» **Work to do**
Return every line of the listing below verbatim, with no changes of any kind.

Collected data entries:
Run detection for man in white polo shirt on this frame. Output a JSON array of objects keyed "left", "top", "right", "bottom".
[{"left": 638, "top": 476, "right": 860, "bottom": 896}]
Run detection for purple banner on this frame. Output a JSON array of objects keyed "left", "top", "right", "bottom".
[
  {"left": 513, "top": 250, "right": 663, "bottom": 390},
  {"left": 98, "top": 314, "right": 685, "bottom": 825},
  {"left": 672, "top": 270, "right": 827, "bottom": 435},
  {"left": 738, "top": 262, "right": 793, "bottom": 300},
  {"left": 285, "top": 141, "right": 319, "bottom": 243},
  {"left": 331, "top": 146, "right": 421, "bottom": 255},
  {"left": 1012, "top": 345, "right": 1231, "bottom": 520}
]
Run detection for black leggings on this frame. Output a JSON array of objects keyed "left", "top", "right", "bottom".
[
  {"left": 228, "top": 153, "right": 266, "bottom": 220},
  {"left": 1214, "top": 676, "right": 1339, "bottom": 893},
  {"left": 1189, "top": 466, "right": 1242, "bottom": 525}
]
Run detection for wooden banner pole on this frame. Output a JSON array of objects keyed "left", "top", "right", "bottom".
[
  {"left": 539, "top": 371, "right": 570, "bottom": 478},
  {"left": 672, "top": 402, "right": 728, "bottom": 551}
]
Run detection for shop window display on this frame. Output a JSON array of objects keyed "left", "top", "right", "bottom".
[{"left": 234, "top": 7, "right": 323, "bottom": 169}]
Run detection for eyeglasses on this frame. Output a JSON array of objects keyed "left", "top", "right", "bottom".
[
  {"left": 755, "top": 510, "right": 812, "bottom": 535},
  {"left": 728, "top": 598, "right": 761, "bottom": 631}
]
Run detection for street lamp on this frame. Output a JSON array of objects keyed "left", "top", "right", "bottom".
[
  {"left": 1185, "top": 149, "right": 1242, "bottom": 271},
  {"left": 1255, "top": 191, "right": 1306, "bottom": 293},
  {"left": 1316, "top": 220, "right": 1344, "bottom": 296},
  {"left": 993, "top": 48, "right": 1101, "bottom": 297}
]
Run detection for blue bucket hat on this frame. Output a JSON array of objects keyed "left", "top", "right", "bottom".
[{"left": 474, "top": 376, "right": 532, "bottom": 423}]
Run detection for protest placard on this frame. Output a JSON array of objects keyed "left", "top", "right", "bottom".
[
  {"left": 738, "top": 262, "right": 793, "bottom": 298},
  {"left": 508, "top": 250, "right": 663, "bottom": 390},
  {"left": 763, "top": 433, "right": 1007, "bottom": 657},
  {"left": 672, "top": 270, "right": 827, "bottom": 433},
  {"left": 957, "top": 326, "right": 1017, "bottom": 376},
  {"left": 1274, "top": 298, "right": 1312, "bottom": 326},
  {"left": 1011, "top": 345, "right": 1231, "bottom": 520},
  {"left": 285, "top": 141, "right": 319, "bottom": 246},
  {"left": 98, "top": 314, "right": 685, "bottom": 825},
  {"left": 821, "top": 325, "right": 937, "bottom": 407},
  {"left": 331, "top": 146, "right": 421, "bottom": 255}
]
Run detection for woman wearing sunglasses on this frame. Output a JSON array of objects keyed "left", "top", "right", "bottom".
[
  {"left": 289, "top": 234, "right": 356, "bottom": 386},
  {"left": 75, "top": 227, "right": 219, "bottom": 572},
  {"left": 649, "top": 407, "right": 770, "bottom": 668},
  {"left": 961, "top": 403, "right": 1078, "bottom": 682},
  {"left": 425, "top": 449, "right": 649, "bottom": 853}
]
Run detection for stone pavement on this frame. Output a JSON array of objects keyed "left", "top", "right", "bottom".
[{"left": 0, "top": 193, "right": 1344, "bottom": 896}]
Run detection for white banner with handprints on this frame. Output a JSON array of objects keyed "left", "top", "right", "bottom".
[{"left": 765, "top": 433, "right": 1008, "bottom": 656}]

» **Completed exercise**
Run detection for man in white polo shirt on this frame. Output a JSON array of objects keyed "left", "top", "right", "bottom".
[{"left": 638, "top": 476, "right": 860, "bottom": 896}]
Run detection for purple banner on this frame. Output a JSON array of objects keyed "left", "top", "right", "bottom".
[
  {"left": 513, "top": 250, "right": 663, "bottom": 390},
  {"left": 98, "top": 314, "right": 685, "bottom": 825},
  {"left": 672, "top": 270, "right": 827, "bottom": 435},
  {"left": 738, "top": 262, "right": 793, "bottom": 300},
  {"left": 285, "top": 141, "right": 319, "bottom": 243},
  {"left": 331, "top": 146, "right": 421, "bottom": 255},
  {"left": 1012, "top": 345, "right": 1231, "bottom": 520}
]
Run detection for black leggings on this frame. Output a JSON array of objects keyed "left", "top", "right", "bottom".
[
  {"left": 228, "top": 153, "right": 266, "bottom": 220},
  {"left": 1214, "top": 676, "right": 1339, "bottom": 893},
  {"left": 1189, "top": 466, "right": 1242, "bottom": 525}
]
Run detection for wooden banner pole on this frame. Output a JSON array of objects keyed "left", "top", "right", "bottom".
[
  {"left": 539, "top": 371, "right": 570, "bottom": 478},
  {"left": 672, "top": 402, "right": 728, "bottom": 551}
]
Run detection for shop window display on this frame. Output a JSON array of objects keyed "left", "top", "right", "bottom".
[{"left": 234, "top": 7, "right": 323, "bottom": 169}]
Run detection for eyeglasses on this frame. Output a JSON array of objects keyed "left", "top", "right", "bottom".
[
  {"left": 755, "top": 510, "right": 812, "bottom": 535},
  {"left": 728, "top": 598, "right": 761, "bottom": 631}
]
Run detection for street lamp on this frame. Output a JSON array of objects keyed "left", "top", "right", "bottom".
[
  {"left": 1185, "top": 149, "right": 1242, "bottom": 271},
  {"left": 1255, "top": 191, "right": 1306, "bottom": 293},
  {"left": 1316, "top": 220, "right": 1344, "bottom": 296},
  {"left": 993, "top": 48, "right": 1101, "bottom": 297}
]
Run detection for blue bucket hat on this frame. Output a JSON array of objects keyed "left", "top", "right", "bottom".
[{"left": 474, "top": 376, "right": 532, "bottom": 423}]
Run detection for protest placard on this frame. Output a JSON array of objects keyed "left", "top", "right", "bottom".
[
  {"left": 738, "top": 262, "right": 793, "bottom": 298},
  {"left": 508, "top": 250, "right": 663, "bottom": 390},
  {"left": 763, "top": 433, "right": 1007, "bottom": 657},
  {"left": 672, "top": 270, "right": 827, "bottom": 433},
  {"left": 957, "top": 326, "right": 1017, "bottom": 376},
  {"left": 1274, "top": 298, "right": 1312, "bottom": 326},
  {"left": 1011, "top": 345, "right": 1231, "bottom": 520},
  {"left": 285, "top": 141, "right": 319, "bottom": 246},
  {"left": 98, "top": 314, "right": 685, "bottom": 825},
  {"left": 821, "top": 325, "right": 937, "bottom": 407},
  {"left": 331, "top": 146, "right": 421, "bottom": 255}
]
Run detection for woman wearing sunglasses on this frame. Output a JSON array of objects keyed "left", "top", "right", "bottom".
[
  {"left": 289, "top": 234, "right": 356, "bottom": 386},
  {"left": 75, "top": 227, "right": 219, "bottom": 572},
  {"left": 649, "top": 407, "right": 770, "bottom": 668},
  {"left": 961, "top": 403, "right": 1078, "bottom": 682},
  {"left": 425, "top": 449, "right": 649, "bottom": 853}
]
Run detection for stone pavement on this frame. Output a JSON array of objects keyed "left", "top", "right", "bottom".
[{"left": 0, "top": 193, "right": 1344, "bottom": 896}]
Run detection for white banner with handprints on this frame. Output a JSON array of objects keyed "left", "top", "right", "bottom".
[{"left": 765, "top": 433, "right": 1008, "bottom": 656}]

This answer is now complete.